§ TEXT PASSAGE:
Cranes explained: UCD releases new ‘State of University City’ report

Thursday, October 16, 2014

StateofUCThese days it seems like you can’t walk more than a block or two near Penn and Drexel’s campuses without seeing some sort of major construction project. Cranes are becoming about as common around here as coffee shops.

Some 32 building projects have been or will be completed in the area around the universities between last fall and next summer or so, according to the 2014/2015 State of University City report, which was released by the University City District (UCD) yesterday afternoon during a reception at World Cafe Live (3025 Walnut St.). These include about 1.3 million square feet of new building space dedicated to medical and biomedical research, a key field driving development of this part of the city.

The majority of all new office construction in the city is happening in the patch between 38th street to the west, Market street to the north and the Schuylkill River to the east and south.

All of this building and investment has created what doctor-turned-entrepreneur Keith Leaphart, a lifelong Philadelphia resident, called an “ecosystem for ambition” during yesterday’s reception. Leaphart owns the design and print firm Replica Creative, which opened a café amid all the hubbub last year at 3711 Market St.

Residential space is increasing as well. Two new residential high rises, at 36th and Market and 3737 Chestnut, are slated to open next summer and fall respectively. The UCD is forecasting that the number of new apartments will increase 60 percent by 2016. Many of these are aimed at graduate students and millennials, the fastest growing demographic category in the district. 
Residential property values in the UCD area, which includes the area west to 50th Street, south to Woodland Avenue and north to Market/ Spring Garden, have held steady for the past three years at about $325,000, a three-fold increase since 2000, according to the report.

All of this building will likely increase when the 200 acres of asphalt around 30th Street station begin to give way to plans by Drexel and Amtrak. This will include about a dozen acres to extend Drexel’s campus and create what it is calling an “Innovation Neighborhood” designed to attract high-tech businesses. A request for proposals to design a master plan is due at the end of this month and the winner will be announced in December.

But while much of yesterday’s reception was spent extolling the success in this part of the city, little attention was paid to the pressures all of this development puts on surrounding neighborhoods, especially places like Mantua which stands in the shadows of all of those cranes. The UCD’s West Philadelphia Skills Initiative has made some progress spreading the wealth to greater West Philadelphia, so far placing about 125 employees in jobs that average $12.13 per hour, according to the report.

§ EXPLORE THE MATERIAL:
(A) Decide whether each statement below agrees with the University City article, answering yes or no and quoting the deciding words of the article exactly: (i) The report was released at a reception at World Cafe Live. (ii) The two new residential high rises are set to open this winter. (iii) The West Philadelphia Skills Initiative has placed about 125 employees in jobs.
(B) According to the University City article, at what address did Replica Creative open a café?
(C) Reproduce the University City article word for word from "All of this building and" up to and including "in the district.".

§ INFORMATION:
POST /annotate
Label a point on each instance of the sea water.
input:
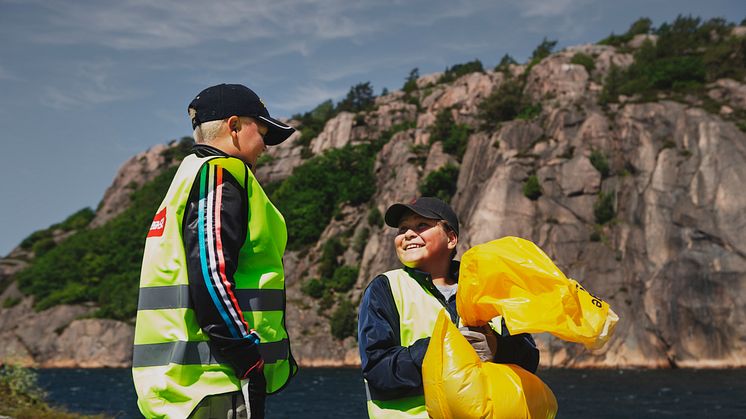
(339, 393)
---
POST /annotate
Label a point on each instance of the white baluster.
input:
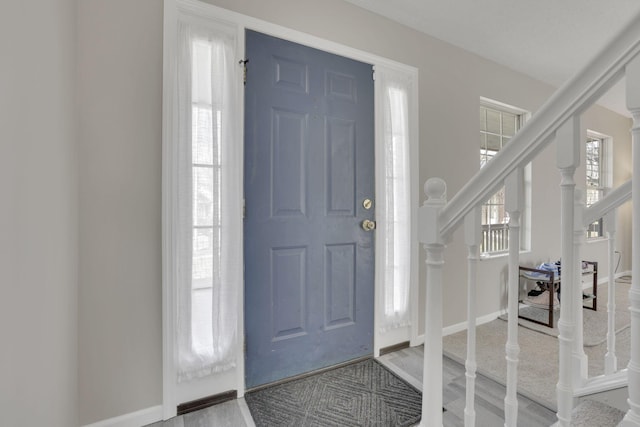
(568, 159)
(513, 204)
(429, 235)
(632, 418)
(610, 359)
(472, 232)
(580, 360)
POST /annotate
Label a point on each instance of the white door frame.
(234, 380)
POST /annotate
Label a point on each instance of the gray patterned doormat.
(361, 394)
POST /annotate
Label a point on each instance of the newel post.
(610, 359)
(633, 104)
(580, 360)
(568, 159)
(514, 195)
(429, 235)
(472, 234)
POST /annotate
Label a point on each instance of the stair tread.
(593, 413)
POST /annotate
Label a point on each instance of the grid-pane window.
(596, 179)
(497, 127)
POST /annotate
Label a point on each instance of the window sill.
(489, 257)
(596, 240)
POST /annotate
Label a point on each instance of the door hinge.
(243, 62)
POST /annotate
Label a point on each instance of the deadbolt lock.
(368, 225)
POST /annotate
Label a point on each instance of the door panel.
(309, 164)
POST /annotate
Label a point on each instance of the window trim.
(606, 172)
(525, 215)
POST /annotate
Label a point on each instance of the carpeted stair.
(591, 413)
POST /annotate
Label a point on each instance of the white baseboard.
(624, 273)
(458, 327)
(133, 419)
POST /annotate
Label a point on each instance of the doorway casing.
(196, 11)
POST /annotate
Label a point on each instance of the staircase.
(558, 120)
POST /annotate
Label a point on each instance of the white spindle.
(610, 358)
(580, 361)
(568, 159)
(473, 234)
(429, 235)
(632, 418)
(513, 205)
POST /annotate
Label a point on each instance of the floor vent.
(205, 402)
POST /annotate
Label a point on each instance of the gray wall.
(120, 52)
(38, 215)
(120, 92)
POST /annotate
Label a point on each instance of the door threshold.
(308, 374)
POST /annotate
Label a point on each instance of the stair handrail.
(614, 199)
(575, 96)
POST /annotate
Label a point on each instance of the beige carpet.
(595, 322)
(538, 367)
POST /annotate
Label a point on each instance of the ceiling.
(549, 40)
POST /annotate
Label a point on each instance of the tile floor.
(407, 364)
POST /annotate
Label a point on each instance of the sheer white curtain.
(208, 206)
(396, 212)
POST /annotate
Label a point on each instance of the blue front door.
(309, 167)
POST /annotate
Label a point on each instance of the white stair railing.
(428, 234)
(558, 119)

§ ANSWER SET:
(A)
(i) Yes: "which was released by the University City District (UCD) yesterday afternoon during a reception at World Cafe Live (3025 Walnut St.)"
(ii) No: "are slated to open next summer and fall respectively"
(iii) Yes: "so far placing about 125 employees in jobs that average $12.13 per hour"

(B) 3711 Market St.

(C)
All of this building and investment has created what doctor-turned-entrepreneur Keith Leaphart, a lifelong Philadelphia resident, called an “ecosystem for ambition” during yesterday’s reception. Leaphart owns the design and print firm Replica Creative, which opened a café amid all the hubbub last year at 3711 Market St.

Residential space is increasing as well. Two new residential high rises, at 36th and Market and 3737 Chestnut, are slated to open next summer and fall respectively. The UCD is forecasting that the number of new apartments will increase 60 percent by 2016. Many of these are aimed at graduate students and millennials, the fastest growing demographic category in the district.